[Point localization data]

══════

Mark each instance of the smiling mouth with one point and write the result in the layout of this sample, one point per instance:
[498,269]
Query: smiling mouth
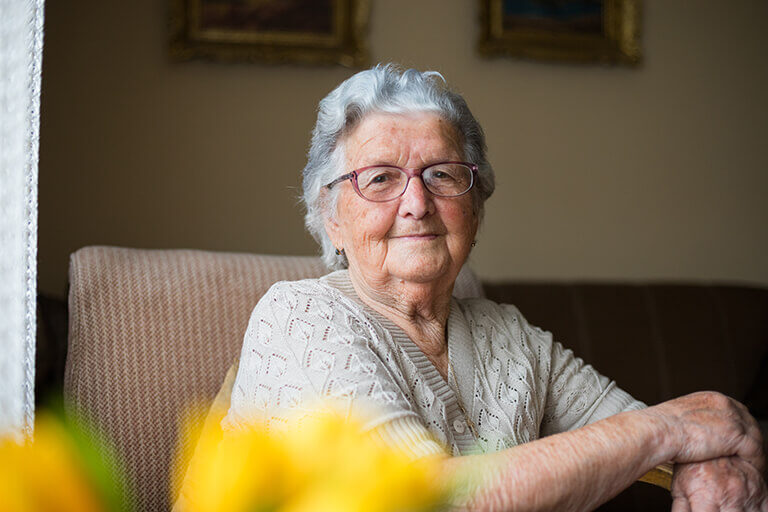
[425,236]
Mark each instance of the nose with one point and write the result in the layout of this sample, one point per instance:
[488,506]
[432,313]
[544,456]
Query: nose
[417,201]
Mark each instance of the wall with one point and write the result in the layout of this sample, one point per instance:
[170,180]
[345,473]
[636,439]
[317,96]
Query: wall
[607,173]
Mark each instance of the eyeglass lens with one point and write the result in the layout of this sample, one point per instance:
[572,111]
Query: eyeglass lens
[385,183]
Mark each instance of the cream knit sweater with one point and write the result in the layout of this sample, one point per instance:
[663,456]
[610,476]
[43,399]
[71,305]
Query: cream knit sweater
[315,339]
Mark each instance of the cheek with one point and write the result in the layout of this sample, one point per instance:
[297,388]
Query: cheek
[461,219]
[367,222]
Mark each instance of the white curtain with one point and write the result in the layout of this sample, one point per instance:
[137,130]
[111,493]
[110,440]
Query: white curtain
[21,50]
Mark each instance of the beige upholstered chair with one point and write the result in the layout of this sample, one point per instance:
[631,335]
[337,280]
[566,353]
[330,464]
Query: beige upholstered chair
[152,331]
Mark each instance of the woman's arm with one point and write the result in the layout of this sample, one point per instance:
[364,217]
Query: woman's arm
[580,469]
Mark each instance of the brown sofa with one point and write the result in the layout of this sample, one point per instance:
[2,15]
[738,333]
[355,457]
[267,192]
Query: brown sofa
[151,331]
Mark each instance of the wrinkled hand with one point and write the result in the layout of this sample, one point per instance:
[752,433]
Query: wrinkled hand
[726,484]
[709,425]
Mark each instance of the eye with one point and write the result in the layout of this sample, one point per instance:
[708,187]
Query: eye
[379,178]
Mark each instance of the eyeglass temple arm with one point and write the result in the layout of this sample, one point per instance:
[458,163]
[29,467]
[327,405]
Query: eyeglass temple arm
[339,180]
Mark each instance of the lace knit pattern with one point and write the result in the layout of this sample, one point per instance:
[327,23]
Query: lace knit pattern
[314,339]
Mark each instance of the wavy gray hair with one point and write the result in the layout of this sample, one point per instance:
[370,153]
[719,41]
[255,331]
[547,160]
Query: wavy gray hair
[388,89]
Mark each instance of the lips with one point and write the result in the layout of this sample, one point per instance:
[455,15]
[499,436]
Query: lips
[417,235]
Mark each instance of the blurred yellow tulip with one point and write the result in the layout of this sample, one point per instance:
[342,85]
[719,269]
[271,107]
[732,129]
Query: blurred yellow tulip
[53,473]
[323,463]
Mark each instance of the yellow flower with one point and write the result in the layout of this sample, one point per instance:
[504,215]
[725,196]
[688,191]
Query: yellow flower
[50,474]
[324,463]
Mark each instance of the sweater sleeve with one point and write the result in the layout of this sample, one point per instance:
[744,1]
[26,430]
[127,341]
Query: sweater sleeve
[305,349]
[576,393]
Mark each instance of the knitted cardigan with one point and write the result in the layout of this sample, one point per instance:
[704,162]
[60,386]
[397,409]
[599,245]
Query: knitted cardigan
[314,340]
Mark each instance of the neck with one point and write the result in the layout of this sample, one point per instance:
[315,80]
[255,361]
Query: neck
[420,309]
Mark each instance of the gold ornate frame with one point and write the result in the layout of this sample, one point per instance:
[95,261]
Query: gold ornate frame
[346,45]
[619,42]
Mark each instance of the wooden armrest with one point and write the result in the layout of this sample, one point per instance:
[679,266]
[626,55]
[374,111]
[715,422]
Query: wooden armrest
[661,475]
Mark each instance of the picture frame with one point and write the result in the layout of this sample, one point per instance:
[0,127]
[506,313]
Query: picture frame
[585,31]
[275,31]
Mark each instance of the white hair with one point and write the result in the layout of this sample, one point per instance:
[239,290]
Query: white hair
[385,88]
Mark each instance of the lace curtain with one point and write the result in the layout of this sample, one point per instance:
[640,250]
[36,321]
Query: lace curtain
[21,49]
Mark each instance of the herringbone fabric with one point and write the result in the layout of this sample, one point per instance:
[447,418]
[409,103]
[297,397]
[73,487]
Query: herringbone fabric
[152,332]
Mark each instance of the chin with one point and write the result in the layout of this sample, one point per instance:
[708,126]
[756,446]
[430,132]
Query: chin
[419,270]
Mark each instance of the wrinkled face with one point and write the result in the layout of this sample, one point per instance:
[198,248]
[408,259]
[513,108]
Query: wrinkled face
[418,237]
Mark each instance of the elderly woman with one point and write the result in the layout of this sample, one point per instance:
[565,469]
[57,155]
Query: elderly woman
[394,188]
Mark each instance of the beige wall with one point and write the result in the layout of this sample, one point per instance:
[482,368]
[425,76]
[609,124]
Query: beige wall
[659,172]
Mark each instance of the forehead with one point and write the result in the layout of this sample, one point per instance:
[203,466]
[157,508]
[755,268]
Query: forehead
[402,139]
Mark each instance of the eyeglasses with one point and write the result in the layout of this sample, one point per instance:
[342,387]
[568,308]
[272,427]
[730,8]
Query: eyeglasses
[380,183]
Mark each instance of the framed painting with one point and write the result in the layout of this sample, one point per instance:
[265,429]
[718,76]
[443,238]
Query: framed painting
[307,31]
[603,31]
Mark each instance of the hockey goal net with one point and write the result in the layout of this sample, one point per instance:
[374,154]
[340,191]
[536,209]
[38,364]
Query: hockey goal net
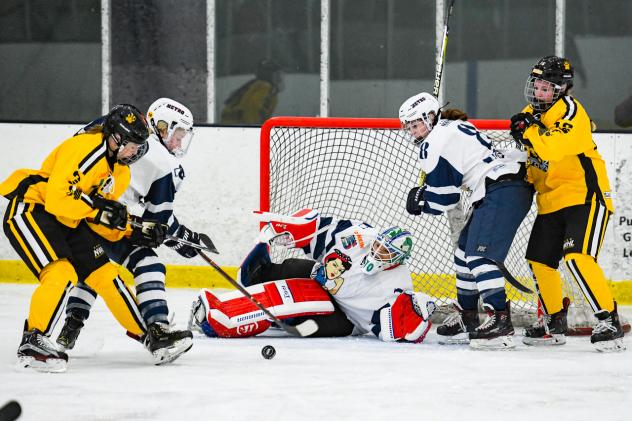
[359,168]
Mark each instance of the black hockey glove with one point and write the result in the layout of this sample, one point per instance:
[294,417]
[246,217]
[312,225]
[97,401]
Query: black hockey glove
[415,200]
[519,123]
[185,234]
[147,233]
[111,214]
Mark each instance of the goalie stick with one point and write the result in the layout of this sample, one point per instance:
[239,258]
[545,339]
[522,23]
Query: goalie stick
[306,328]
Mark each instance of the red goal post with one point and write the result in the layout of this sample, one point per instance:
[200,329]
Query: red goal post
[362,168]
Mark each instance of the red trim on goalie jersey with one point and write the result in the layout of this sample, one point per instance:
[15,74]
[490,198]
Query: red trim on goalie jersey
[351,123]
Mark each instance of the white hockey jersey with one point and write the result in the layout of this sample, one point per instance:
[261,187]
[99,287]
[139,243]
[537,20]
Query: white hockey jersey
[456,157]
[358,294]
[155,179]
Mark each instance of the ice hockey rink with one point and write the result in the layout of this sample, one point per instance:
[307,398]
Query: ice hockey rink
[111,377]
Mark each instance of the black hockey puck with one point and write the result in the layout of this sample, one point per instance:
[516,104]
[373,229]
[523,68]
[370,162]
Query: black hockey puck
[268,352]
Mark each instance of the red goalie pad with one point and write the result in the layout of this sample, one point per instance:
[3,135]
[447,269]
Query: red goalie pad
[232,315]
[408,318]
[292,231]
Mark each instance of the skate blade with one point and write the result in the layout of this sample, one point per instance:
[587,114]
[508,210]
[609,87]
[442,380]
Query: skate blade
[548,340]
[164,356]
[615,345]
[51,365]
[459,339]
[495,344]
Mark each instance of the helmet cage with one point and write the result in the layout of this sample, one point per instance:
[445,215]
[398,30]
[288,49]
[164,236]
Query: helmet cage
[140,152]
[172,123]
[421,111]
[391,247]
[542,101]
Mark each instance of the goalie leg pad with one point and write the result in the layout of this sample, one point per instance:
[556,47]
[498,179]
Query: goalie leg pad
[232,315]
[407,319]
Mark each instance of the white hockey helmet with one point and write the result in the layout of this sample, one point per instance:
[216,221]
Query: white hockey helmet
[390,248]
[172,123]
[419,114]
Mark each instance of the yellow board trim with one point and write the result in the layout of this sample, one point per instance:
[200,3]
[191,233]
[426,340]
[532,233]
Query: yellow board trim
[15,271]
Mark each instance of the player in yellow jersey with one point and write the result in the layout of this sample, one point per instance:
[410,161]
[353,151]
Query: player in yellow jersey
[46,223]
[574,204]
[255,101]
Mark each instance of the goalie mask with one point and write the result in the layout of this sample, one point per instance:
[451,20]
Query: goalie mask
[550,79]
[390,248]
[127,126]
[172,123]
[418,115]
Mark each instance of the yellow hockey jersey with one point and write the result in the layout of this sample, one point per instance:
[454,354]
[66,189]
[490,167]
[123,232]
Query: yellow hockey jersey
[564,165]
[69,175]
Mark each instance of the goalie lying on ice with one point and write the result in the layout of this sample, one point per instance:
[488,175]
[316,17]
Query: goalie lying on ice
[354,281]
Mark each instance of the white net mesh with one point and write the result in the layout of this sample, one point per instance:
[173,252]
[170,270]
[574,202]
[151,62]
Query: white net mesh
[366,174]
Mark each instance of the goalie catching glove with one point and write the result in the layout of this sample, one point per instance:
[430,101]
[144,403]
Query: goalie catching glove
[111,213]
[406,319]
[185,234]
[147,233]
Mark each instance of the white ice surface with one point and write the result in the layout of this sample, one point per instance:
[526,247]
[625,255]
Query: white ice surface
[111,377]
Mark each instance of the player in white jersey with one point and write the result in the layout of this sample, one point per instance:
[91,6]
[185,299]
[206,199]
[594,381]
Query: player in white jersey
[156,176]
[456,159]
[364,284]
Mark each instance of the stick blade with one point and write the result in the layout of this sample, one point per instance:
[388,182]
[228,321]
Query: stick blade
[205,239]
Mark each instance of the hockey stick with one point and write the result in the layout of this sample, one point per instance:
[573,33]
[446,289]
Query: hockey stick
[444,46]
[306,328]
[207,244]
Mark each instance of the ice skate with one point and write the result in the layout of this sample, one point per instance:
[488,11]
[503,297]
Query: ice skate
[457,327]
[549,329]
[167,345]
[36,351]
[70,332]
[607,335]
[496,332]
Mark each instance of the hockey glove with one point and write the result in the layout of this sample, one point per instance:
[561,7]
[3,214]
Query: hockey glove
[147,233]
[111,214]
[415,200]
[318,274]
[185,234]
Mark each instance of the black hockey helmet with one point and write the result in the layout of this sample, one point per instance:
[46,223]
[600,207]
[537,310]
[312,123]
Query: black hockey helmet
[550,79]
[128,122]
[130,125]
[554,69]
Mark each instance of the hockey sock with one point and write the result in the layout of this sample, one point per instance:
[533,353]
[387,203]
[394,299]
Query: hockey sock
[489,281]
[47,301]
[80,301]
[591,281]
[466,289]
[549,285]
[117,297]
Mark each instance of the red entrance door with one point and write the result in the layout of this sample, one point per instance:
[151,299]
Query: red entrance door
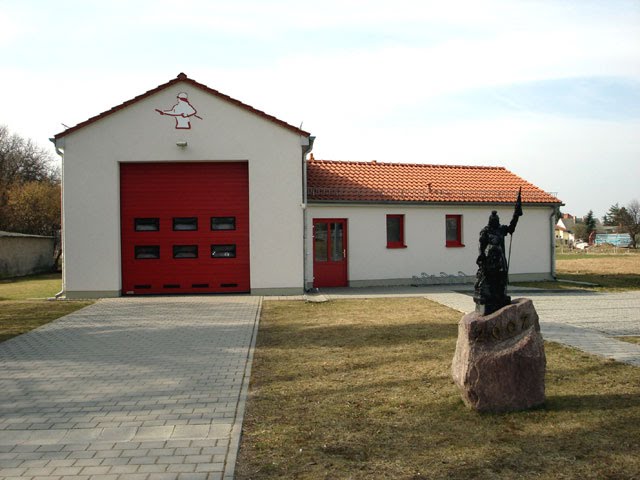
[329,252]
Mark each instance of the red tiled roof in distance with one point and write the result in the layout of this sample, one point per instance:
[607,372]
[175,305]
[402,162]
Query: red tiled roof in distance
[337,181]
[183,78]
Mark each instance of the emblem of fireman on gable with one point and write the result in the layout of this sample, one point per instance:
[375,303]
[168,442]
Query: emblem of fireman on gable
[181,111]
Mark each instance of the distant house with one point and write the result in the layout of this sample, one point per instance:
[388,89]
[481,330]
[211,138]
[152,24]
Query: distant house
[565,230]
[183,189]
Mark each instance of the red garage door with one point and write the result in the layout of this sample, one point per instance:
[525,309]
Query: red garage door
[185,227]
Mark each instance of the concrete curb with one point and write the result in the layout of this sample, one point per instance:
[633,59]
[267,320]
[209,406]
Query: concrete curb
[236,430]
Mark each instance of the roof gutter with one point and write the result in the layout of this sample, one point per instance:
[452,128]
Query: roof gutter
[307,146]
[59,146]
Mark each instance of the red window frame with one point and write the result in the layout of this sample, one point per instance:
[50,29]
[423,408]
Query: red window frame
[458,241]
[400,242]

══════

= WHAT IS EXPECTED =
The span to print begins at the line containing "Mark each instance of the red window" and ends at the final line of the entries; print it exactly and print nothing else.

= WRITTEN RESPONSE =
Mark each instance of the red window frame with one point and write the result in the layout of this sample, one point per instance:
[50,29]
[423,408]
Query: red window frame
[458,241]
[400,242]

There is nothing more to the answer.